Write out every record below exactly as it appears.

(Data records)
· · ·

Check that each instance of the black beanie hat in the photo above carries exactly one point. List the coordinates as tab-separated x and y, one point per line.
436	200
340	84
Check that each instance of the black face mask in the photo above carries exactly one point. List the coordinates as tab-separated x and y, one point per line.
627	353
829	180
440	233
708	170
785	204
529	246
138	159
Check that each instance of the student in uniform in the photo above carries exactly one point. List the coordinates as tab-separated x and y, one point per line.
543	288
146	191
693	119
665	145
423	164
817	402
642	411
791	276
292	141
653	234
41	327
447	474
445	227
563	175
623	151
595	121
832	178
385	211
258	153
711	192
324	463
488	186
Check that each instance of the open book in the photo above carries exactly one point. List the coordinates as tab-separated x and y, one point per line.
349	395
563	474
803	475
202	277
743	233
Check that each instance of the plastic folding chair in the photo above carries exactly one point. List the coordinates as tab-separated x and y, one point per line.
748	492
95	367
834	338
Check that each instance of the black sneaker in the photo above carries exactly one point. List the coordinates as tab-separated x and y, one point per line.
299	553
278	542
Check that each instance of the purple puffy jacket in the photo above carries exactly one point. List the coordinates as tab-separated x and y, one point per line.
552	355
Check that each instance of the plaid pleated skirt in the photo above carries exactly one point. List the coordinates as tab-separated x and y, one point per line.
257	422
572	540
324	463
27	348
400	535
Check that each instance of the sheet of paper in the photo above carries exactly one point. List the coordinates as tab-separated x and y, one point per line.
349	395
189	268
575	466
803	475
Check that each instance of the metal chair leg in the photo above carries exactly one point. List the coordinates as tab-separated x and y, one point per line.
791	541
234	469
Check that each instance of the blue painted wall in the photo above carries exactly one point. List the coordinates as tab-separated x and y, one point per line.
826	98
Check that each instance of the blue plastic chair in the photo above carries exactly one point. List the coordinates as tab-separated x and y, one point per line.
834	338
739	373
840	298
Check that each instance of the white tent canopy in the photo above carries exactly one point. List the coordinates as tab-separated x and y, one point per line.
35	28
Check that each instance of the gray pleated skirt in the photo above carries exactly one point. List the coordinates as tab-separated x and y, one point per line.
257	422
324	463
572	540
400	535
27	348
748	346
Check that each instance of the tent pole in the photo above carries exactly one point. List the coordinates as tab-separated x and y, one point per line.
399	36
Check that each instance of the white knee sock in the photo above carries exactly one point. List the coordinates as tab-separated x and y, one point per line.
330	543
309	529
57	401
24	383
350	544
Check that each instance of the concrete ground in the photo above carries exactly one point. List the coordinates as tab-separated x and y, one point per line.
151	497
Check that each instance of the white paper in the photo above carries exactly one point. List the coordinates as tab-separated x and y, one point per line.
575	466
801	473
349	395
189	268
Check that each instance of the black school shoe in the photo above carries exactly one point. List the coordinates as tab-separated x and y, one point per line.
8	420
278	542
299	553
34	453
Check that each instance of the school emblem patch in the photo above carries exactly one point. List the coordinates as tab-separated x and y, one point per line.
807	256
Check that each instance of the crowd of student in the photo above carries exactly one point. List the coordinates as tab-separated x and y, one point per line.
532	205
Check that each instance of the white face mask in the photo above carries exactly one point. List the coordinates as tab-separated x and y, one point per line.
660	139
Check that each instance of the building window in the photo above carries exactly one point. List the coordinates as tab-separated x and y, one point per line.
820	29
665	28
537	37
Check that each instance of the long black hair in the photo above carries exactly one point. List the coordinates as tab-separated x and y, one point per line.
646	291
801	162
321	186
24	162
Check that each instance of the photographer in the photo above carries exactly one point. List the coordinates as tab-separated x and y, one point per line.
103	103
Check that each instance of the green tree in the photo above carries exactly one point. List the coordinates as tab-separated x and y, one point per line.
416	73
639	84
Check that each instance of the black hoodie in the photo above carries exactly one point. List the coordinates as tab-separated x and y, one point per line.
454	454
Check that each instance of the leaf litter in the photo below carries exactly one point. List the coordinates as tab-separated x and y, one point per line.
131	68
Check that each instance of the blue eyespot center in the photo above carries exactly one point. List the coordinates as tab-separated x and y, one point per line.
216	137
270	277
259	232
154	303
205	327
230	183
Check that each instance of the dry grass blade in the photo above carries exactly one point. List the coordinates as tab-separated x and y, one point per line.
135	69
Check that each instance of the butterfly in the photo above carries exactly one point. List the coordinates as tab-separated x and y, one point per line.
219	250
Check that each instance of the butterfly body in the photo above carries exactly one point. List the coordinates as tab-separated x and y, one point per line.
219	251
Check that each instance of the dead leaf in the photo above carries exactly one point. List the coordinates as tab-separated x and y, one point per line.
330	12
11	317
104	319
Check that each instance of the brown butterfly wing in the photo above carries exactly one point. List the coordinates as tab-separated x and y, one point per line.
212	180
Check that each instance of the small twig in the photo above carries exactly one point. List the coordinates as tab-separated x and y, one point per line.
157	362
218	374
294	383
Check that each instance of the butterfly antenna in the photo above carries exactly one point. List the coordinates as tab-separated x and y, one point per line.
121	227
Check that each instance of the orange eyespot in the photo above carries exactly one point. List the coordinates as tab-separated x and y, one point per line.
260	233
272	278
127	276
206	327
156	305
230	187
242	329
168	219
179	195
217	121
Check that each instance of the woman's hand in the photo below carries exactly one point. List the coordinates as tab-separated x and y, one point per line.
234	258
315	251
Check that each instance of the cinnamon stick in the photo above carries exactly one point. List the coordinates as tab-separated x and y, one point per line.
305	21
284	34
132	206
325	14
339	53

· · ·

**CORRECT RESULT**
Check that each instance of the black beanie hat in the photo above carries exactly one point. List the coordinates as tab-separated x and y, one point per line.
436	200
340	84
Check that each instance of the black face mask in the photo above carries exactly one point. List the coordinates as tab-separated x and y, one point per line.
627	353
829	180
440	233
708	170
785	204
529	246
138	159
Check that each instance of the student in uniform in the photo above carries exactly one point. List the coordinates as tab-separated x and y, one point per line.
543	288
146	191
693	119
665	145
423	164
817	402
642	411
791	276
292	141
653	234
41	327
447	474
445	227
563	175
623	151
595	121
832	178
385	211
258	153
711	192
324	463
488	186
Check that each instance of the open book in the photo above carries exactly one point. List the coordinates as tab-separated x and y, one point per line.
349	395
563	474
803	475
202	277
743	233
Check that each instance of the plastic folding chair in the photo above carries exactly one point. List the coordinates as tab-separated x and y, one point per line.
748	492
95	367
834	338
Check that each instance of the black sneaker in the photo above carries exactly one point. List the coordinates as tab-separated x and y, one point per line.
299	553
278	542
Check that each instance of the purple puffy jacket in the photo above carries exactly one point. List the coordinates as tab-separated x and y, one point per line.
552	355
Check that each instance of the plaid pleated skirt in the photo above carries exactly one point. List the coordinates as tab-separated x and y, one point per line.
257	422
572	540
324	463
27	348
400	535
Check that each instance of the sheet of paper in the photo above carries exactly one point. List the coordinates as tab-separated x and y, one point per line.
349	395
189	268
575	466
803	475
Check that each instance of the metal chair leg in the photo above carries exactly one point. List the coordinates as tab-separated x and y, one point per line.
791	541
234	469
Check that each instance of the blue painted wall in the photo above carries exactly one point. List the coordinates as tab-separated x and y, one point per line.
826	98
Check that each instance of the blue plastic chair in the photo above carries exactly one point. List the coordinates as tab-separated x and y, one point per line.
834	338
739	373
840	298
Check that each instance of the white tent canopy in the photo above carries exactly one point. List the coordinates as tab-separated x and y, one point per line.
35	28
Check that each instance of the gray pleated skirt in the photo above carries exactly one point. List the coordinates as tab-separated x and y, one point per line.
257	422
324	463
572	540
400	535
27	348
748	346
Check that each instance of the tent pole in the photo above carries exactly one point. List the coordinates as tab-separated x and y, one point per line.
399	36
Check that each instance of the white knee sock in the photo above carries exactly one point. List the coordinates as tab-separated x and y, one point per line.
330	543
309	529
57	401
24	383
350	544
Check that each instance of the concrete ground in the photo above carries exactly one point. List the coordinates as tab-separated x and y, one point per line.
151	497
Check that each instance of the white paper in the photo above carries exactly one point. List the coordinates as tab-separated x and y, one point per line.
575	466
801	473
349	395
189	268
Check that each instance of the black school shoe in the photo above carries exactly one point. List the coordinates as tab-separated x and y, one point per line.
8	420
278	542
299	553
34	453
Check that each instance of the school emblem patch in the photo above carries exactly one point. List the coordinates as tab-separated x and y, one point per line.
807	256
Check that each instance of the crowd of student in the photo above carries exactly one point. List the coordinates as tab-separated x and y, one point per line.
532	205
Check that each instance of the white face mask in the photo above carries exactly one point. List the coordinates as tab-separated x and y, one point per line.
660	139
Check that each instance of the building window in the photo above carries exactly one point. List the coordinates as tab-separated x and y, one point per line.
820	29
665	28
537	37
Check that each instance of the long black hair in the photo above carries exactly one point. List the coordinates as tab-separated x and y, one point per line.
646	291
801	162
321	186
24	162
Check that each instance of the photographer in the photo above carries exactly one point. List the coordinates as tab-separated x and y, one point per line.
103	103
Check that each instance of the green tree in the photo above carries exactly one point. List the coordinates as tab-separated x and y, one point per line.
416	73
639	84
Check that each instance of the black hoodie in the photo above carries exactly one point. List the coordinates as tab-separated x and y, one point per line.
454	454
Check that each instance of the leaf litter in the photo below carries exactly one point. List the coordinates as tab-separated x and y, one point per line.
131	68
Check that each instance of the blue eyespot center in the photo above carries exactly one point. List the coordinates as tab-separated x and y, one point per line.
216	137
270	277
259	232
154	303
205	327
230	183
Check that each instance of the dry grass blade in the photo above carries exactly one point. List the coordinates as tab-separated x and y, one point per line.
135	69
Check that each instance of the butterfly in the photo above carries exactly one point. List the coordinates as tab-separated x and y, one point per line.
219	250
Check that each instance of the butterfly body in the photo above carries exactly one point. List the coordinates as tab-separated x and y, one point per line.
219	251
Check that each instance of the dead leaf in the photo above carries exactly one point. List the coordinates as tab-separated x and y, one point per line.
330	12
11	317
104	319
Check that each instance of the brown butterfly wing in the photo above carries exactly one point. List the coordinates as tab-separated x and y, one point per line.
212	180
Check that each instance of the small twig in the photo above carries exactly one point. List the coordinates as tab-separated x and y, one point per line.
157	362
218	374
294	383
Check that each instance of the butterfly antenna in the photo above carries exactly one point. List the coordinates as tab-separated x and y, one point per line.
121	227
Check that each instance of the orange eyespot in the photo above carries exactly one point. List the coordinates as tab-separated x and y, one point per line.
260	233
272	278
127	276
206	327
156	305
230	187
242	329
168	219
179	195
217	121
Check that each instance of the woman's hand in the photo below carries exactly one point. List the coordinates as tab-separated x and y, one point per line.
234	258
315	251
Check that each instance of the cinnamon stick in the photo above carries exactly one point. List the coordinates as tab-separated x and y, one point per line.
305	21
284	34
132	206
325	14
339	53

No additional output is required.